* WHAT IS NEEDED *
Collect every line of the data below that contains the word "after" and copy each such line out in full.

* GIVEN RECORDS *
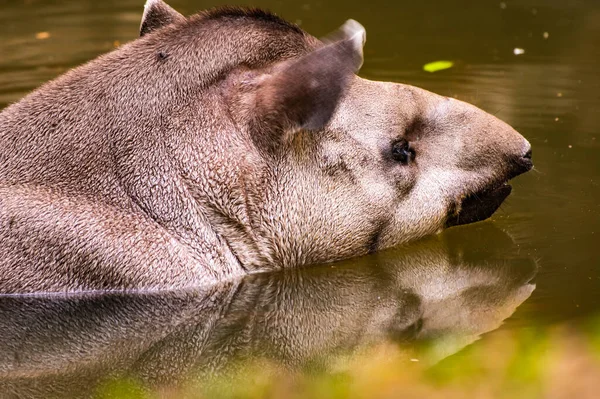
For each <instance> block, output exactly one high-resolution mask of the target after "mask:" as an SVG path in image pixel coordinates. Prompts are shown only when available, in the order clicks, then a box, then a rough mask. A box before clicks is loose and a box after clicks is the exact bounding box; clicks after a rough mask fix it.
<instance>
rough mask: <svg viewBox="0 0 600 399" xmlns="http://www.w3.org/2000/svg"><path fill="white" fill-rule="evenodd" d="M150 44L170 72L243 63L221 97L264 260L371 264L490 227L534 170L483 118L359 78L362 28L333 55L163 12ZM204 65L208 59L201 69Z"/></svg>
mask: <svg viewBox="0 0 600 399" xmlns="http://www.w3.org/2000/svg"><path fill="white" fill-rule="evenodd" d="M165 22H166V23H172V25H171V26H169V27H165V28H164V29H163V28H162V27H163V25H165ZM155 29H156V30H158V32H156V33H154V32H155ZM142 34H143V35H144V37H145V36H148V37H147V39H146V43H147V44H148V46H149V47H154V48H155V49H156V51H157V52H158V51H164V52H166V53H167V54H168V55H169V57H168V58H167V59H166V60H164V61H161V62H162V63H163V64H164V65H163V66H161V68H164V69H165V70H171V71H173V73H181V71H186V72H188V73H190V74H194V73H197V72H195V71H194V68H200V67H203V68H207V67H208V65H212V64H214V63H215V62H217V63H222V64H225V63H227V62H229V63H230V65H228V66H227V67H226V68H227V69H225V68H223V69H222V70H220V71H219V72H218V73H217V72H216V71H215V72H214V73H213V75H214V78H213V79H224V82H221V83H220V84H218V85H217V86H219V87H220V89H215V91H216V93H215V95H221V96H223V98H224V99H225V101H226V105H223V107H225V108H226V111H227V115H229V118H230V119H229V120H228V122H227V124H228V126H232V128H233V126H235V128H236V129H237V132H236V133H235V134H233V132H231V137H230V138H229V139H228V140H230V141H229V142H227V143H223V145H225V146H227V148H226V149H225V150H226V151H228V152H230V153H231V155H230V156H233V157H236V158H245V159H246V160H247V163H246V164H244V166H243V169H244V170H243V171H242V172H243V173H244V174H245V175H244V176H243V179H246V184H248V186H247V187H248V191H247V192H246V195H247V198H249V199H250V200H249V201H248V202H247V204H248V205H249V206H251V207H252V209H250V211H251V212H252V213H253V214H254V215H255V217H256V219H255V222H256V223H259V220H260V221H261V222H260V223H261V224H259V225H256V226H254V227H255V228H257V229H259V230H260V234H261V235H262V236H265V237H268V238H265V239H264V240H263V242H262V245H264V246H265V247H264V253H265V254H267V255H268V256H269V257H272V259H274V260H277V261H279V262H282V263H284V264H294V263H314V262H319V261H326V260H331V258H343V257H348V256H352V255H358V254H361V253H366V252H368V251H372V250H374V249H378V248H384V247H389V246H392V245H395V244H398V243H400V242H404V241H407V240H409V239H414V238H416V237H419V236H422V235H425V234H429V233H433V232H436V231H439V230H440V229H442V228H444V227H445V226H448V225H455V224H461V223H468V222H472V221H476V220H480V219H483V218H486V217H488V216H490V215H491V213H492V212H493V211H495V209H496V208H497V207H498V206H499V205H500V203H501V202H502V200H503V199H504V198H505V197H506V196H507V195H508V193H509V192H510V188H509V187H508V186H506V185H504V183H505V182H506V181H507V180H508V179H509V178H511V177H513V176H515V175H517V174H520V173H522V172H524V171H526V170H528V169H529V168H530V167H531V162H530V160H529V156H530V155H529V154H530V153H529V151H530V146H529V143H528V142H527V141H526V140H525V139H524V138H523V137H521V136H520V135H519V134H518V133H517V132H515V131H514V130H513V129H512V128H510V127H509V126H508V125H506V124H505V123H503V122H501V121H500V120H498V119H496V118H494V117H493V116H491V115H489V114H487V113H485V112H483V111H481V110H479V109H477V108H475V107H474V106H471V105H469V104H465V103H463V102H460V101H457V100H454V99H451V98H446V97H442V96H438V95H435V94H433V93H430V92H427V91H424V90H421V89H418V88H415V87H411V86H407V85H402V84H393V83H384V82H373V81H369V80H365V79H360V78H358V77H356V76H355V75H354V71H356V70H357V69H358V67H359V66H360V64H361V62H362V45H363V42H364V40H365V31H364V29H363V28H362V27H361V26H360V25H359V24H358V23H356V22H353V21H349V22H348V23H346V24H345V25H344V26H343V27H342V29H341V31H340V32H338V33H337V34H335V35H332V37H331V38H329V39H327V40H326V41H325V46H323V45H322V44H321V43H319V42H318V41H317V40H315V39H314V38H312V37H310V36H309V35H307V34H306V33H305V32H302V31H301V30H300V29H298V28H296V27H295V26H292V25H290V24H287V23H285V22H283V21H281V20H279V19H278V18H276V17H273V16H272V15H269V14H264V13H260V12H247V11H246V12H240V11H232V10H228V11H218V12H216V13H207V14H200V15H199V16H195V17H192V18H191V19H189V20H188V19H185V18H184V17H182V16H181V15H179V14H177V13H176V12H175V11H174V10H172V9H171V8H169V7H168V6H167V5H165V4H164V3H162V2H160V1H159V0H157V1H151V2H149V4H148V5H147V8H146V12H145V20H144V22H143V23H142ZM224 36H227V37H224ZM184 43H185V44H184ZM234 43H235V46H234V45H233V44H234ZM217 46H218V47H217ZM215 47H216V48H215ZM209 51H210V52H214V53H215V54H219V53H222V54H220V56H219V57H220V59H219V61H210V63H209V61H208V58H207V54H209ZM233 53H235V56H234V55H233ZM196 54H197V56H198V57H202V58H203V59H205V60H206V61H204V62H202V63H197V62H196V60H195V59H194V62H196V63H197V64H198V65H196V66H195V67H194V65H190V63H192V59H193V58H194V57H195V55H196ZM232 57H234V58H236V59H235V61H233V59H232ZM277 60H279V61H277ZM156 62H158V61H156ZM192 64H193V63H192ZM211 77H213V76H211ZM183 79H187V78H186V77H183ZM224 110H225V109H224ZM213 123H216V122H213ZM228 134H229V133H228ZM245 137H250V138H252V144H250V143H248V142H244V141H243V140H244V138H245ZM238 178H241V177H239V176H238ZM471 196H473V197H475V196H476V197H477V198H478V200H477V202H476V203H475V202H474V201H471V199H470V198H471ZM225 213H227V212H225ZM221 216H225V217H226V219H229V220H227V222H228V224H229V225H231V224H233V223H232V220H231V217H230V216H231V215H229V214H227V215H223V214H222V215H221ZM232 230H233V227H232ZM238 230H239V229H238ZM241 241H242V240H239V241H238V242H240V245H241ZM234 245H236V244H235V243H234ZM240 252H244V251H243V250H242V251H240ZM261 252H263V251H261Z"/></svg>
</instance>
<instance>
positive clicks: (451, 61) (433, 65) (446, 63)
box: [423, 61, 454, 72]
mask: <svg viewBox="0 0 600 399" xmlns="http://www.w3.org/2000/svg"><path fill="white" fill-rule="evenodd" d="M453 65H454V62H452V61H434V62H430V63H428V64H425V65H423V70H424V71H427V72H437V71H443V70H444V69H448V68H452V66H453Z"/></svg>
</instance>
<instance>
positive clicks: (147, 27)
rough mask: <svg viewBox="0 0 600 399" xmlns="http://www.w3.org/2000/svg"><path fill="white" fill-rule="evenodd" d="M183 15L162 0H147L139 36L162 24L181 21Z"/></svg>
mask: <svg viewBox="0 0 600 399" xmlns="http://www.w3.org/2000/svg"><path fill="white" fill-rule="evenodd" d="M183 20H185V17H184V16H183V15H181V14H180V13H178V12H177V11H175V10H174V9H173V8H171V7H170V6H169V5H168V4H167V3H165V2H164V1H162V0H147V1H146V4H145V5H144V15H143V16H142V23H141V25H140V36H144V35H145V34H147V33H150V32H152V31H154V30H156V29H159V28H162V27H163V26H167V25H171V24H172V23H174V22H177V21H183Z"/></svg>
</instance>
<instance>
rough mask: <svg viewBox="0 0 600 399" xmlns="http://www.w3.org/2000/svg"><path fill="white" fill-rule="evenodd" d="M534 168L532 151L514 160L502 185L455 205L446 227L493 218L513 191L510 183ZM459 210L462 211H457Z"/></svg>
mask: <svg viewBox="0 0 600 399" xmlns="http://www.w3.org/2000/svg"><path fill="white" fill-rule="evenodd" d="M532 168H533V162H532V161H531V150H529V151H528V152H527V153H526V154H525V155H524V156H521V157H515V158H514V159H512V160H511V162H510V164H509V170H508V171H507V172H508V173H507V175H506V177H505V180H502V181H501V183H500V184H491V185H489V186H488V187H486V188H484V189H482V190H480V191H477V192H474V193H471V194H469V195H467V196H466V197H465V198H463V199H462V201H461V202H460V203H456V204H454V206H453V207H452V208H453V209H451V212H449V213H448V217H447V219H446V227H452V226H458V225H461V224H469V223H475V222H479V221H481V220H485V219H487V218H489V217H490V216H492V215H493V214H494V212H496V210H498V208H500V205H502V203H503V202H504V200H505V199H506V198H507V197H508V196H509V195H510V193H511V191H512V187H511V186H510V185H509V184H508V181H509V180H510V179H512V178H514V177H517V176H519V175H521V174H523V173H525V172H528V171H530V170H531V169H532ZM457 209H460V210H459V211H457Z"/></svg>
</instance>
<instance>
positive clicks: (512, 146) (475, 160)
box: [0, 0, 532, 294]
mask: <svg viewBox="0 0 600 399" xmlns="http://www.w3.org/2000/svg"><path fill="white" fill-rule="evenodd" d="M365 38H366V34H365V29H364V28H363V27H362V26H361V25H360V24H359V23H358V22H356V21H353V20H349V21H348V22H347V23H345V24H344V25H343V26H342V27H341V28H340V29H339V30H337V31H336V32H334V33H332V34H331V35H329V36H327V37H325V38H323V39H322V40H318V39H316V38H315V37H313V36H311V35H309V34H308V33H306V32H304V31H303V30H301V29H300V28H299V27H298V26H296V25H294V24H291V23H288V22H286V21H285V20H283V19H281V18H279V17H277V16H275V15H274V14H272V13H269V12H266V11H262V10H258V9H245V8H231V7H228V8H216V9H212V10H209V11H205V12H201V13H199V14H196V15H193V16H191V17H184V16H183V15H181V14H180V13H178V12H177V11H175V10H174V9H173V8H171V7H170V6H168V5H167V4H165V3H164V2H163V1H161V0H148V2H147V3H146V6H145V10H144V14H143V17H142V23H141V28H140V37H139V38H137V39H136V40H134V41H132V42H130V43H128V44H125V45H123V46H121V47H119V48H118V49H115V50H114V51H112V52H110V53H108V54H105V55H102V56H100V57H98V58H96V59H95V60H92V61H90V62H88V63H87V64H85V65H83V66H80V67H77V68H75V69H73V70H71V71H69V72H67V73H65V74H64V75H62V76H60V77H58V78H57V79H55V80H53V81H51V82H49V83H46V84H44V85H43V86H42V87H40V88H39V89H37V90H35V91H33V92H32V93H31V94H29V95H27V96H26V97H25V98H23V99H22V100H21V101H19V102H17V103H15V104H12V105H10V106H9V107H7V108H6V109H4V110H3V111H2V113H0V254H1V256H0V292H1V293H4V294H12V293H14V294H17V293H36V292H65V291H89V290H131V289H142V290H163V289H176V288H184V287H190V286H198V285H204V284H213V283H215V282H219V281H223V280H226V279H231V278H236V277H237V276H243V275H245V274H247V273H253V272H259V271H268V270H275V269H284V268H292V267H298V266H302V265H309V264H318V263H325V262H332V261H336V260H340V259H344V258H349V257H355V256H359V255H364V254H368V253H372V252H374V251H377V250H380V249H384V248H388V247H392V246H396V245H399V244H401V243H405V242H407V241H409V240H414V239H417V238H420V237H422V236H425V235H429V234H434V233H437V232H439V231H441V230H443V229H444V228H446V227H450V226H454V225H457V224H466V223H471V222H476V221H479V220H483V219H486V218H488V217H490V216H491V215H492V214H493V212H494V211H495V210H496V209H497V208H498V207H499V206H500V204H501V203H502V202H503V200H504V199H505V198H506V197H507V196H508V195H509V194H510V191H511V187H510V186H509V185H508V184H507V182H508V180H510V179H511V178H513V177H515V176H517V175H519V174H522V173H524V172H526V171H528V170H529V169H531V168H532V161H531V146H530V144H529V143H528V142H527V140H526V139H525V138H523V137H522V136H521V135H520V134H519V133H517V132H516V131H515V130H514V129H513V128H511V127H510V126H508V125H507V124H505V123H504V122H502V121H500V120H498V119H497V118H495V117H494V116H492V115H490V114H488V113H486V112H484V111H482V110H480V109H478V108H476V107H475V106H472V105H469V104H467V103H464V102H461V101H458V100H456V99H453V98H447V97H444V96H440V95H436V94H433V93H430V92H428V91H425V90H422V89H419V88H416V87H413V86H409V85H405V84H398V83H390V82H376V81H371V80H366V79H363V78H360V77H358V76H357V75H356V73H357V71H358V70H359V68H360V66H361V64H362V61H363V53H362V48H363V45H364V43H365Z"/></svg>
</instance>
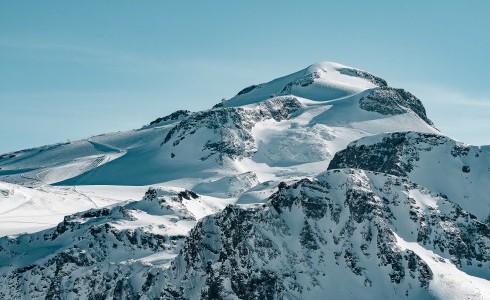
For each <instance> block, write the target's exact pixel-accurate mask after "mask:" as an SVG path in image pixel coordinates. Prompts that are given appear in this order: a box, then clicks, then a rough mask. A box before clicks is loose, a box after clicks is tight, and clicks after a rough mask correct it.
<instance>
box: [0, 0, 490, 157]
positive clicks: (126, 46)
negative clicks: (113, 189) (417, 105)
mask: <svg viewBox="0 0 490 300" xmlns="http://www.w3.org/2000/svg"><path fill="white" fill-rule="evenodd" d="M340 2H341V3H340ZM367 2H368V1H247V2H239V1H87V0H86V1H77V2H76V1H6V0H0V140H1V143H0V153H3V152H7V151H13V150H19V149H22V148H28V147H34V146H39V145H44V144H49V143H55V142H61V141H66V140H67V139H70V140H73V139H79V138H84V137H88V136H90V135H95V134H99V133H105V132H110V131H119V130H129V129H133V128H138V127H140V126H141V125H144V124H146V123H149V122H150V121H151V120H153V119H156V118H157V117H160V116H163V115H166V114H168V113H171V112H173V111H175V110H177V109H189V110H201V109H206V108H209V107H211V106H212V105H213V104H215V103H217V102H218V101H219V100H220V99H221V98H223V97H225V98H229V97H231V96H233V95H234V94H236V93H237V92H238V91H239V90H241V89H242V88H243V87H246V86H248V85H250V84H253V83H260V82H264V81H269V80H271V79H274V78H276V77H279V76H282V75H286V74H289V73H292V72H294V71H297V70H299V69H302V68H304V67H306V66H308V65H309V64H311V63H314V62H319V61H326V60H328V61H336V62H339V63H342V64H345V65H349V66H353V67H357V68H361V69H364V70H367V71H369V72H371V73H373V74H375V75H377V76H380V77H382V78H384V79H386V80H387V81H388V82H389V84H390V85H392V86H396V87H403V88H405V89H407V90H409V91H411V92H412V93H413V94H415V95H416V96H418V97H419V98H421V100H422V101H423V103H424V105H425V106H426V109H427V111H428V115H429V117H430V118H432V120H433V121H434V122H435V123H436V125H437V126H438V127H439V128H440V129H441V130H442V131H443V132H445V133H447V134H448V135H450V136H451V137H454V138H456V139H458V140H462V141H465V142H467V143H472V144H477V145H480V144H490V134H488V132H490V85H489V82H490V80H489V75H488V74H489V70H490V59H489V53H490V32H489V28H490V18H488V12H489V11H490V2H489V1H468V2H463V1H461V2H460V3H456V1H404V2H401V1H376V3H375V4H373V3H367ZM373 2H374V1H373Z"/></svg>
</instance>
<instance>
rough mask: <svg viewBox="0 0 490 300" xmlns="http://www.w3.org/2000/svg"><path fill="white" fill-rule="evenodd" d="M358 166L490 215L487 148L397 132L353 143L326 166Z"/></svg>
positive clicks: (402, 132) (489, 181) (426, 135)
mask: <svg viewBox="0 0 490 300" xmlns="http://www.w3.org/2000/svg"><path fill="white" fill-rule="evenodd" d="M336 168H359V169H364V170H371V171H376V172H383V173H387V174H393V175H397V176H406V177H408V178H410V180H412V181H413V182H416V183H418V184H421V185H423V186H425V187H427V188H429V189H430V190H432V191H434V192H437V193H440V194H441V195H443V196H444V197H449V198H450V199H452V201H454V202H456V203H458V204H459V205H461V206H462V207H463V208H464V209H465V210H467V211H468V212H470V213H472V214H474V215H476V216H477V217H478V218H479V219H480V220H485V219H487V218H489V217H490V196H489V191H490V190H489V187H490V148H488V147H476V146H468V145H465V144H463V143H460V142H456V141H454V140H452V139H450V138H448V137H446V136H443V135H436V134H429V133H419V132H399V133H389V134H380V135H376V136H372V137H366V138H363V139H360V140H358V141H355V142H352V143H351V144H349V146H348V147H347V148H346V149H345V150H342V151H339V152H337V153H336V154H335V156H334V158H333V159H332V161H331V162H330V165H329V169H336Z"/></svg>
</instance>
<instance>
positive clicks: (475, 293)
mask: <svg viewBox="0 0 490 300" xmlns="http://www.w3.org/2000/svg"><path fill="white" fill-rule="evenodd" d="M0 180H1V181H4V182H3V183H2V182H0V191H1V194H0V202H1V203H2V204H4V205H3V206H2V207H5V209H4V210H3V211H0V223H2V226H4V224H5V226H4V227H2V226H0V227H2V228H7V229H5V230H4V231H0V234H3V235H7V236H5V237H2V238H0V286H1V287H2V288H1V289H0V298H5V299H22V298H30V299H41V298H46V299H107V298H110V299H198V298H202V299H325V297H327V298H330V299H339V298H341V299H356V298H359V297H361V295H362V298H363V299H379V298H385V299H397V298H407V299H463V298H464V299H485V297H487V295H489V294H490V201H489V198H488V194H489V193H488V192H490V190H489V186H490V184H489V183H490V147H488V146H481V147H476V146H469V145H466V144H463V143H461V142H457V141H454V140H453V139H451V138H449V137H447V136H445V135H444V134H443V133H441V132H440V131H439V130H438V129H437V128H436V127H435V125H434V124H433V122H432V121H431V120H430V119H429V118H428V116H427V114H426V111H425V108H424V106H423V104H422V102H421V101H420V100H419V99H418V98H416V97H415V96H414V95H412V94H411V93H409V92H407V91H405V90H403V89H398V88H393V87H389V86H388V84H387V82H386V81H385V80H383V79H381V78H379V77H376V76H374V75H371V74H369V73H367V72H365V71H362V70H358V69H355V68H351V67H347V66H343V65H340V64H336V63H330V62H325V63H318V64H314V65H311V66H309V67H308V68H306V69H303V70H301V71H299V72H296V73H293V74H290V75H287V76H284V77H281V78H278V79H276V80H273V81H270V82H268V83H263V84H257V85H252V86H250V87H247V88H245V89H243V90H241V91H240V92H238V94H237V95H236V96H235V97H232V98H230V99H228V100H224V101H222V102H221V103H218V104H216V105H215V106H214V107H213V108H211V109H209V110H205V111H200V112H189V111H185V110H181V111H177V112H175V113H173V114H170V115H169V116H165V117H162V118H158V119H156V120H154V121H152V122H150V123H149V124H148V125H146V126H143V127H142V128H139V129H136V130H133V131H129V132H117V133H110V134H105V135H99V136H95V137H91V138H89V139H85V140H81V141H75V142H70V143H63V144H57V145H51V146H44V147H40V148H34V149H28V150H22V151H17V152H14V153H8V154H4V155H2V156H0ZM18 222H25V223H22V224H24V225H23V226H22V227H21V226H19V225H18V224H19V223H18ZM54 223H56V225H54ZM53 225H54V226H53ZM16 230H17V231H16ZM26 231H27V233H22V232H26Z"/></svg>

* EXERCISE RESPONSE *
For each <instance> block, output exactly one high-resolution mask of the target after "mask:" as an SVG path in image pixel coordinates. Prompts are shown only when available, in the order clicks, then a box, then a rough mask. A box before clicks is loose and a box after clicks is the exact bounding box; clicks after a rough mask fix it.
For each <instance> block, write the target's exact pixel-accurate mask after "mask:" as an SVG path in image pixel coordinates. Prompts that are given appear in this order: a box, then clicks, then a rough mask. A box before clicks is loose, a box after clicks is tight, and clicks after a rough mask correct it.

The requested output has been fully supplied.